Data records
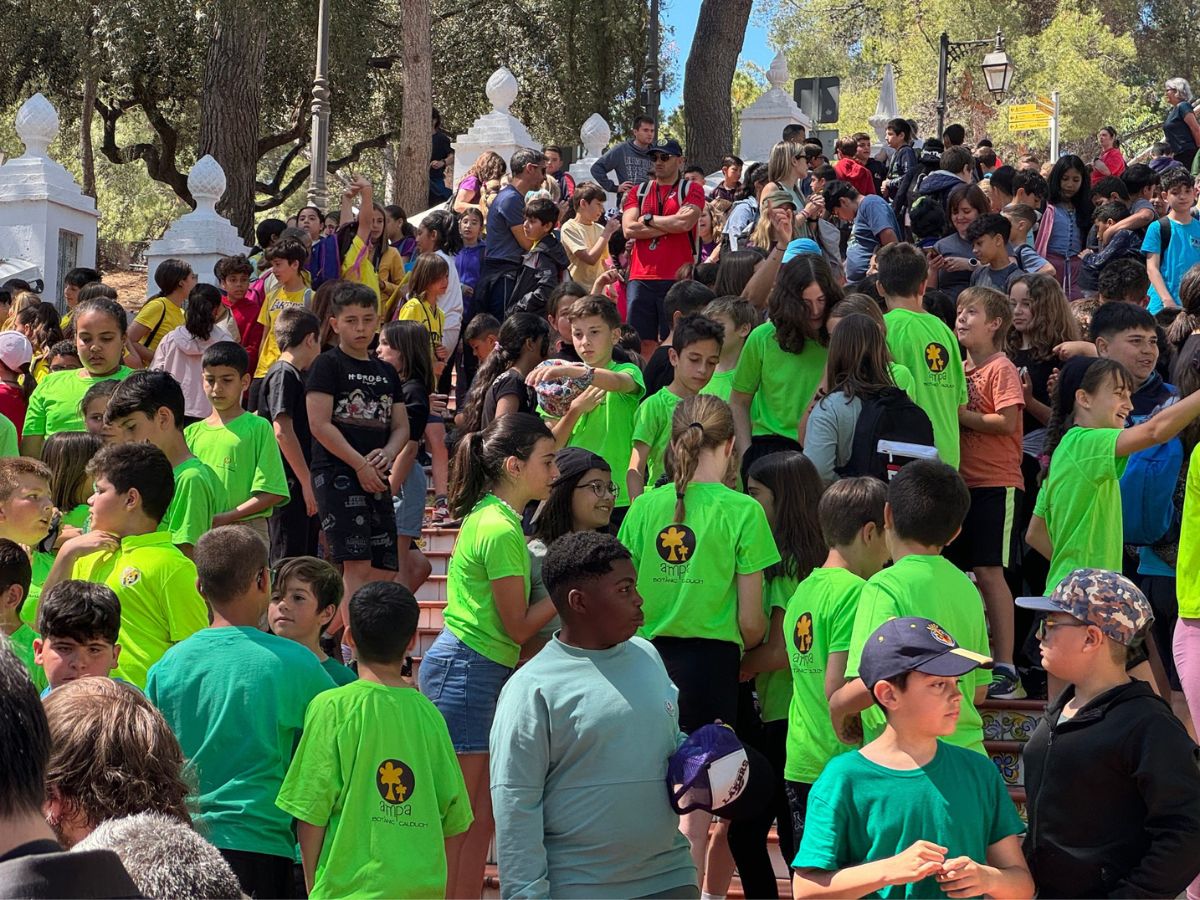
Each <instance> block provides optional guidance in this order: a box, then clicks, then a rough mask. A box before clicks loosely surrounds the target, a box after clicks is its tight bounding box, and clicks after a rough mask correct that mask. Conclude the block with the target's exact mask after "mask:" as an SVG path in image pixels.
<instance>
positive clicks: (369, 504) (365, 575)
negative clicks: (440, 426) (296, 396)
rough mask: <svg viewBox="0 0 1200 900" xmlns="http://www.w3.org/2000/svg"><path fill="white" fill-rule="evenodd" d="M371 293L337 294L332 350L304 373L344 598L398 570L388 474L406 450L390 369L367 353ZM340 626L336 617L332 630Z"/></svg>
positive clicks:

Task statement
Copy the data from its beginning down through the line containing "positive clicks: (369, 504) (365, 575)", substituting "coarse mask" for "rough mask" and keeping everything else the same. Leave the pictures out.

Output
Each <instance> block provides optional guidance in this order: a box, then clicks, then a coarse mask. A box before clicks loosely surrounds the target, a box after clicks is its tight bounding box, and clicks after a coarse mask correct that mask. Conclude the block with the target's exact mask after "mask:" as an SVG path in image pixels.
<instance>
positive clicks: (369, 504) (365, 575)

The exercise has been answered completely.